--- START OF RECORDS TO USE ---

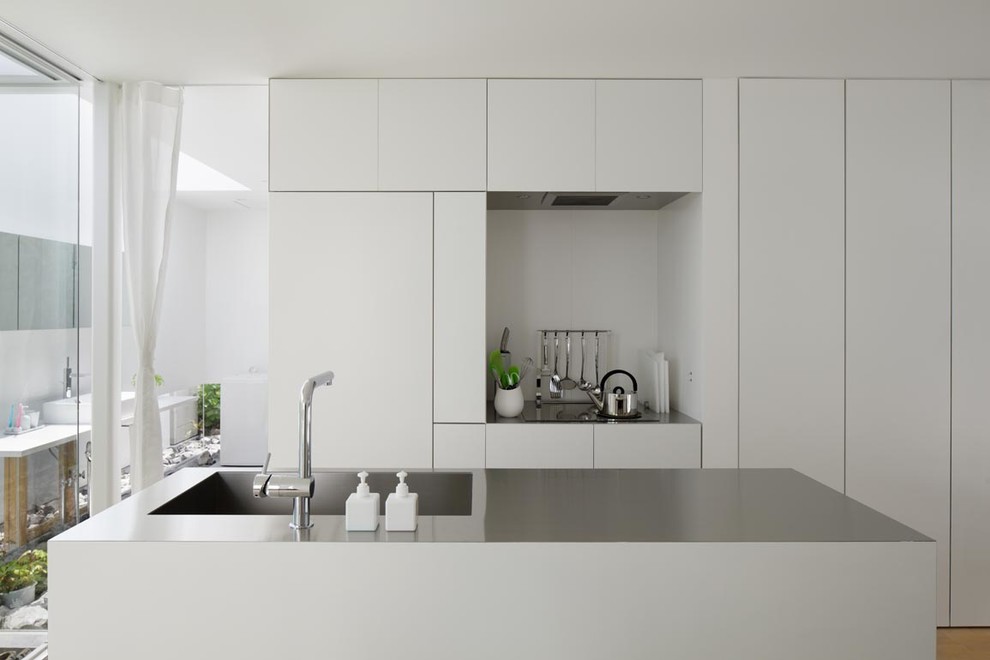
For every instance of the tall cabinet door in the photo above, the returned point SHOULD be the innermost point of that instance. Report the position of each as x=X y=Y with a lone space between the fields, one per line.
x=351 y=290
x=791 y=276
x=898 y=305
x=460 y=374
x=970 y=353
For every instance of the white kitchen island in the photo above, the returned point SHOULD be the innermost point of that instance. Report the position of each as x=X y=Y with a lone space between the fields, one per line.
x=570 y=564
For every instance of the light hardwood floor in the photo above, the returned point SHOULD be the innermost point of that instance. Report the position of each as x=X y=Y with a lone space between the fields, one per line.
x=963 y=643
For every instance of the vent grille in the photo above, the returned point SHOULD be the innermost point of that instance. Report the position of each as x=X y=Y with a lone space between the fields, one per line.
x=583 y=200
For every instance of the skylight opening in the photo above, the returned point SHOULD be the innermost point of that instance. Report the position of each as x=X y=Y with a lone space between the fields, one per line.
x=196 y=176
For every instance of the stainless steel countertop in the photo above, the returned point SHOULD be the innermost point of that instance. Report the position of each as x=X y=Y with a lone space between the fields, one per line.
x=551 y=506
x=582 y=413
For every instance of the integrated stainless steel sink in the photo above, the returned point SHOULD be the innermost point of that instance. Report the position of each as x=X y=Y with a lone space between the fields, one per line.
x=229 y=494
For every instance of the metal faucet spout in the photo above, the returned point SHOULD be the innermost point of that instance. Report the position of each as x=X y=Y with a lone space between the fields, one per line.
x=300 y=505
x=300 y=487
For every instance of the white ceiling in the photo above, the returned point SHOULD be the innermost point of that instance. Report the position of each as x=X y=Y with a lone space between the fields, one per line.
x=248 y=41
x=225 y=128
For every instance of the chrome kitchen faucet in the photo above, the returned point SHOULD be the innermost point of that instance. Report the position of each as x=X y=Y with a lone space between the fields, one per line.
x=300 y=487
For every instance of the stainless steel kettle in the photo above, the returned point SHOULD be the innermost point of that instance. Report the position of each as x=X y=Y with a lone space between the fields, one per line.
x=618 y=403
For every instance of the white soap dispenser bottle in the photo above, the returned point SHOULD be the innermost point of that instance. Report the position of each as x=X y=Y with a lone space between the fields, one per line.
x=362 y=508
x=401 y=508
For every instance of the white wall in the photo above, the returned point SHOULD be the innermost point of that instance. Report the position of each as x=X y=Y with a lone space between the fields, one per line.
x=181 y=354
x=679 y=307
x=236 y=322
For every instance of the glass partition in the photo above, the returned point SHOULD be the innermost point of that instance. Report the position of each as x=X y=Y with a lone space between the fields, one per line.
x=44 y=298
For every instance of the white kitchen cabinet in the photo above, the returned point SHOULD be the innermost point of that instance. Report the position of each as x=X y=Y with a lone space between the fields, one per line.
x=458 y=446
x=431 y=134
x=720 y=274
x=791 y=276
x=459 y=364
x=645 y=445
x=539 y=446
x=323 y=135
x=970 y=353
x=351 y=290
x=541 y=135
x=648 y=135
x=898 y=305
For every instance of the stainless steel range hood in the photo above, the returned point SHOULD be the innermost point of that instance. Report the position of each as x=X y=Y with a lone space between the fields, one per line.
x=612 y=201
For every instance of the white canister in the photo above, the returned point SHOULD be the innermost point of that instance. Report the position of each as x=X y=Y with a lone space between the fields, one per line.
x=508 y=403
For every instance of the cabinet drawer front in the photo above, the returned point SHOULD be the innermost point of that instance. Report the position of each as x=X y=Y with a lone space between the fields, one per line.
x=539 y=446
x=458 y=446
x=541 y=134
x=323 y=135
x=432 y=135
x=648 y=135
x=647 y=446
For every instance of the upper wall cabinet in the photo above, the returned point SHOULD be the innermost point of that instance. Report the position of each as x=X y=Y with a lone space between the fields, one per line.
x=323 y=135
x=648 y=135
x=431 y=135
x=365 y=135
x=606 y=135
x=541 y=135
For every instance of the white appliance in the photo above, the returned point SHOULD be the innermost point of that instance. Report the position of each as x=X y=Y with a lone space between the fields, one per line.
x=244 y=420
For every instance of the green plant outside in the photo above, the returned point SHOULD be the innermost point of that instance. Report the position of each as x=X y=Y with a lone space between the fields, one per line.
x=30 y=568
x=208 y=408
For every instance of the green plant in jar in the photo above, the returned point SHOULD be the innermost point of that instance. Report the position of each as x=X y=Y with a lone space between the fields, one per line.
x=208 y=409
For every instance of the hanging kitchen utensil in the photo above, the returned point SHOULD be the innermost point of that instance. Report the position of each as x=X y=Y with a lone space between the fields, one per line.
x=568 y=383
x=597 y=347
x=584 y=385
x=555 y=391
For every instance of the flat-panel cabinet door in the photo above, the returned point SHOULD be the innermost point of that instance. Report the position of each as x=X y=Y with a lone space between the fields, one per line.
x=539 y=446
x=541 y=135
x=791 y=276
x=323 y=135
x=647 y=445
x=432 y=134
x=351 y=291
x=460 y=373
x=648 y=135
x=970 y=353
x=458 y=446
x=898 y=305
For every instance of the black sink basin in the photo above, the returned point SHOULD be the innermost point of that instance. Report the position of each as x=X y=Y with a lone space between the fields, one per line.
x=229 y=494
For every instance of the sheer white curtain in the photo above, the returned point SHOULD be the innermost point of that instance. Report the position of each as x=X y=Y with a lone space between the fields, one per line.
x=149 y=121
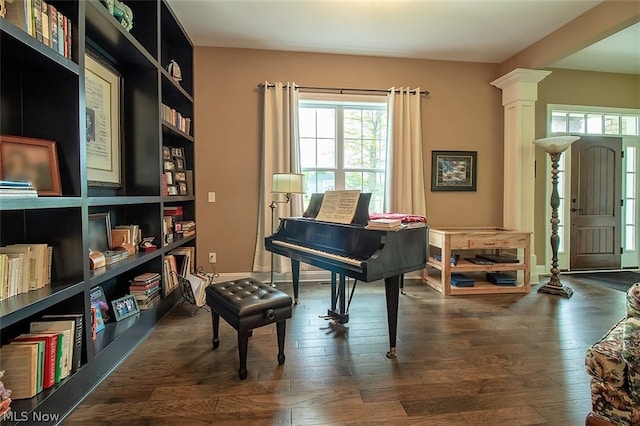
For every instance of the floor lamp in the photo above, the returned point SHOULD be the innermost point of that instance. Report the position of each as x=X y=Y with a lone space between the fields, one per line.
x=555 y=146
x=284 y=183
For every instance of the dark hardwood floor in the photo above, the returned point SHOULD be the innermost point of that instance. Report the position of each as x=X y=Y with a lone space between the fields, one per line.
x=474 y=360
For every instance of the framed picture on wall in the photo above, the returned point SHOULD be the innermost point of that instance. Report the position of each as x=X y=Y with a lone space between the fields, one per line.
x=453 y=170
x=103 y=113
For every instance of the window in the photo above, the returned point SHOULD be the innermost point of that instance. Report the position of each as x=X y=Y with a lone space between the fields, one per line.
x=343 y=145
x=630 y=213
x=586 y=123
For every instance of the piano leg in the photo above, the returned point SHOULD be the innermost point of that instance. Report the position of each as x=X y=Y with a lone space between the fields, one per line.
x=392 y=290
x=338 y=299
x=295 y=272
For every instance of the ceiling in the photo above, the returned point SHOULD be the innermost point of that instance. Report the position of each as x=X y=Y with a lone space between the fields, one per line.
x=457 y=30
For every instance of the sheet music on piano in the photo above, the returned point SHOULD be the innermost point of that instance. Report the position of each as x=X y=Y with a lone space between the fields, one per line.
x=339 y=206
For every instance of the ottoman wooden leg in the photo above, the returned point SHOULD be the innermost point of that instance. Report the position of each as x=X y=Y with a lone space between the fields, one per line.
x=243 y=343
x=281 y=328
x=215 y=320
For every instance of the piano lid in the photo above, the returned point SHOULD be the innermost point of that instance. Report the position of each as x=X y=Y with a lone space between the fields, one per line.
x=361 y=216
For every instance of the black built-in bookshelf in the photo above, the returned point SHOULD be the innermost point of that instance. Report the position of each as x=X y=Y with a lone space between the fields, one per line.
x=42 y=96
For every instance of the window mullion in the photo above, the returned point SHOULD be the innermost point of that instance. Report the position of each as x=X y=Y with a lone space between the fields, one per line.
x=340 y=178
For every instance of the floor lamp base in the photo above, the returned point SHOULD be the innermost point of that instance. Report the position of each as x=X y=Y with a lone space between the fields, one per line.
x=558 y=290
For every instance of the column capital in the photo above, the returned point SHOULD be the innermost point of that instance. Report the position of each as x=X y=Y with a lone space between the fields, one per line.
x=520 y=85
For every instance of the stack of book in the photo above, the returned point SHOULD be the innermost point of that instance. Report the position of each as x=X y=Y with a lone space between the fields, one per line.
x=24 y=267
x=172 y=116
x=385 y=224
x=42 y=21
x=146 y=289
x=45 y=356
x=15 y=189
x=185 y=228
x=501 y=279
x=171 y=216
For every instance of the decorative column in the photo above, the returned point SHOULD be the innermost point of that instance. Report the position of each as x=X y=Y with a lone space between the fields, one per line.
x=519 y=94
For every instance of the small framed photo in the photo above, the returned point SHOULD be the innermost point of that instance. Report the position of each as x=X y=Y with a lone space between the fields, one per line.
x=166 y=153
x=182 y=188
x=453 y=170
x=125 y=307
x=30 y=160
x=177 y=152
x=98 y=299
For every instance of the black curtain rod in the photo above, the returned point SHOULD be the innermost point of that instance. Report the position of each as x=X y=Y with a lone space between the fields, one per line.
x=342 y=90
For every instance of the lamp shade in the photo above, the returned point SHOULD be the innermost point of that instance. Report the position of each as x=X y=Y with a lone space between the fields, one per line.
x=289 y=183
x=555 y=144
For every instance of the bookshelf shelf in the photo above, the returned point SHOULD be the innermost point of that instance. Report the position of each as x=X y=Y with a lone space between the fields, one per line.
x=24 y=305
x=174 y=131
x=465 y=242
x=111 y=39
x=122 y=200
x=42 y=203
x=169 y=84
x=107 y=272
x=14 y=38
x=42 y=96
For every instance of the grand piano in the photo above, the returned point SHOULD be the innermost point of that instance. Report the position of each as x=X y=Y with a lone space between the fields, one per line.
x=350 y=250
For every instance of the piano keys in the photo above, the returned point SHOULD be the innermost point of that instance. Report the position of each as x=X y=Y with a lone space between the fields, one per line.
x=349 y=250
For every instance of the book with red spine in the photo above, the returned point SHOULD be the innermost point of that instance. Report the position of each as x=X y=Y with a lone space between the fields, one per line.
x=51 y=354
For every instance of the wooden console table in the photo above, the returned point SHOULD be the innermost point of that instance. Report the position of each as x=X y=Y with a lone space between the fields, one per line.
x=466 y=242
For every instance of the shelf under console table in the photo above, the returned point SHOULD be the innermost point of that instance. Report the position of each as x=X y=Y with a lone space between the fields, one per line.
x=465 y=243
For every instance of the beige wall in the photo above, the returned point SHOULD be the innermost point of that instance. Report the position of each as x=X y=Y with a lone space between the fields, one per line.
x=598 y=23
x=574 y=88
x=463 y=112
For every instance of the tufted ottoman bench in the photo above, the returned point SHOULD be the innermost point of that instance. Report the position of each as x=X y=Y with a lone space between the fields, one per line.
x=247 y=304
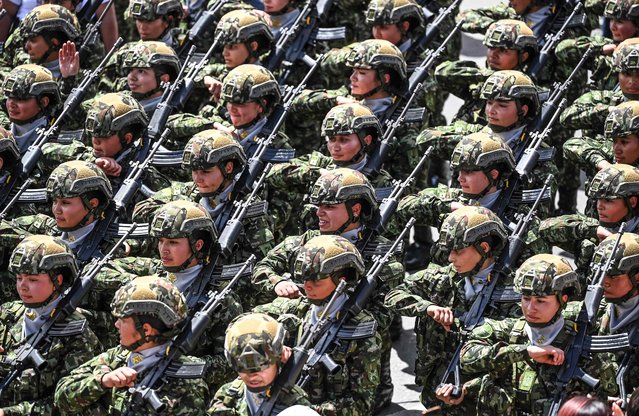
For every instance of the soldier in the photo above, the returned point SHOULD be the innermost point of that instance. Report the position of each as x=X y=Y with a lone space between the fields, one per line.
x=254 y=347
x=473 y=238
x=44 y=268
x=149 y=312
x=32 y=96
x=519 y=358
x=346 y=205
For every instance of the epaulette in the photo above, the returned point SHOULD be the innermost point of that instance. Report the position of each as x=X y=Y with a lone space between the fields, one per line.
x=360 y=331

--- END OF RECORDS TO USE ---

• [WHAT YOU WILL DO]: Lay out everything above, from the line containing "For every instance of the white soap" down to the line containing "x=401 y=508", as a numbered list. Include both of those lines and skip any blank ones.

• [THE COMPLETED TASK]:
1. For every instance of the white soap dispenser bottle in the photo above, the returned point SHOULD be the innermost point of that instance. Report the position of each as x=X y=Y with a lone space between the fields, one per line.
2. x=362 y=508
3. x=401 y=508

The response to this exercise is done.